§ Given problem
Set out the lines of the entries below, from the line containing "Q: Point to the treeline" up to and including the final line, as a JSON list of strings with one string per line and blank lines omitted.

Records from a collection

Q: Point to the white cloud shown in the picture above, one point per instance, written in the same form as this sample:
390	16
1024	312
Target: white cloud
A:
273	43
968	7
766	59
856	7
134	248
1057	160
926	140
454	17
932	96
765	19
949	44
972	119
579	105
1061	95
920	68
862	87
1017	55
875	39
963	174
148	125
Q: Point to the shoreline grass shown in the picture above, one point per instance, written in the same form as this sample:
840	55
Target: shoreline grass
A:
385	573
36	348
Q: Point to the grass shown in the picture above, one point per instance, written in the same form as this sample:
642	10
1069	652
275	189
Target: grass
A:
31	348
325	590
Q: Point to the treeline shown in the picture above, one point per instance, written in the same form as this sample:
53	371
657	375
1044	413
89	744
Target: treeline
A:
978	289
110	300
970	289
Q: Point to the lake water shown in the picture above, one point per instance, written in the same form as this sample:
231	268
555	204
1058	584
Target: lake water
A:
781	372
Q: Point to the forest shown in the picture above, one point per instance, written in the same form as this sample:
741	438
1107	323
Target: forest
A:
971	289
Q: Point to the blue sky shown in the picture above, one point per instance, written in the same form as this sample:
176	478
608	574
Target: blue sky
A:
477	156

§ Completed exercise
[
  "Q: Point to the treeline shown in the picture above, one point per instance, written in the same form as this sample:",
  "53\t371",
  "657\t375",
  "1044\t413",
  "89\t744",
  "Target: treeline",
  "A:",
  "978\t289",
  "110\t300",
  "970\t289",
  "Q: Point to the lake water shown in the picture above, one point per instance, written in the same form as this sample:",
  "231\t268",
  "555\t204",
  "1058\t584",
  "Target: lake water",
  "A:",
  "781\t372",
  "Q: Point to the forest shown in the picture above, one point per instance, written in the same form as this sample:",
  "741\t438",
  "1107\t323",
  "Target: forest",
  "A:",
  "971\t289",
  "Q: Point to the blue sky shown in the picture above, one point per instance, written in the same form as this sample:",
  "176\t478",
  "608\t574",
  "Target: blue sky",
  "A:",
  "477\t156"
]